*Written instruction:* Pick up the text about Penn's photographic series after its last sentence and continue it.

*Text extract:*
There are, bien entendu, his fashion photographs (1947-1951) with the enchanting Lisa Fonssagrives – model, muse and then Penn’s wife – who multiplies and wanders from shot to shot, here looking at us from under a brim of feathers; there shielded by an open-mesh fishnet veil. There is the series of workers (Small Trades, 1950-1951) dressed in their uniforms, holding the tools of their humble trades: road worker, window washer, train coach waiter and a chamois seller draped with his hides in a way that looks like high fashion. There is the series Nudes (1949-1950), where the photos are framed from the breasts to the lap, where the female body is soft and full, a far cry from the mannequin’s bony frames. There are black women covered in clay and men decorated with fronds of ferns in the series Worlds in a Small Room (1967-1971), the result of trips to Africa, Morocco and New Guinea. There is the splendid series of half-crushed cigarette butts (Cigarettes, 1972), as big and tall as people.

*Dataset content:*
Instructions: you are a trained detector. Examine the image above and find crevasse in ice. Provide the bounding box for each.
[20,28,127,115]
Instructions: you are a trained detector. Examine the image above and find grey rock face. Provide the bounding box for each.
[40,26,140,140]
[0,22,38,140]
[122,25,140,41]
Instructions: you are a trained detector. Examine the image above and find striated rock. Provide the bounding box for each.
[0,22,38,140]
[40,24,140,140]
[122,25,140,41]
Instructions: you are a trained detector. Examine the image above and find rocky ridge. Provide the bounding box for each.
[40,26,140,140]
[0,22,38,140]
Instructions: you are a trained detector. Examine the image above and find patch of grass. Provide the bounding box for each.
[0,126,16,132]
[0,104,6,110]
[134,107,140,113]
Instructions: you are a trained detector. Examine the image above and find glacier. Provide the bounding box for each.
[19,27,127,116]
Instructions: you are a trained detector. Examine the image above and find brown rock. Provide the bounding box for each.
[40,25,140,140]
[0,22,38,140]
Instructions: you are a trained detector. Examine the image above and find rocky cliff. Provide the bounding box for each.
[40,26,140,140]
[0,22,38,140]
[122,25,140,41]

*Task answer:*
The first photo greeting the visitor in Paris is very curious and entirely surreal. It is Penn's shadow with above his head the shadow of a pistol and above that a larger shadow of a key (Shadow of Key, Gun, and Photographer, 1939). But the first picture of the catalogue is one of a photography studio. And that makes sense, because it is where he brought everybody: models, chimney sweeps and tribal chiefs. Although the sets were often improvised, the studio was flooded with natural light and Penn happily revealed his accoutrements and old theatre-curtain backdrop. When he photographed John Fitzgerald Kennedy in 1960, he had him sit on a common chair and unrolled a used paper backdrop behind him. As the pictures on the walls of the Grand Palais pass by – there's Alfred Hitchcock sitting on an old blanket and a young bride with a thick electrical wire tied around her feet – I ask my friend Marco if these makeshift props were what made Irving Penn's figures so human (whether they are wearing a Balenciaga dress or a firefighter's suit), so different from, say, Richard Avedon, whose subjects also pose in front of neutral backdrops, but without a hair our of place, all smooth and alien. Marco answers, “If 40 years later, Annie Leibovitz was able to photograph the Queen of England without her crown, maybe we can trace that back to the wrinkled paper Penn placed behind Kennedy.” It is how these photographs find their seduction in the ordinary.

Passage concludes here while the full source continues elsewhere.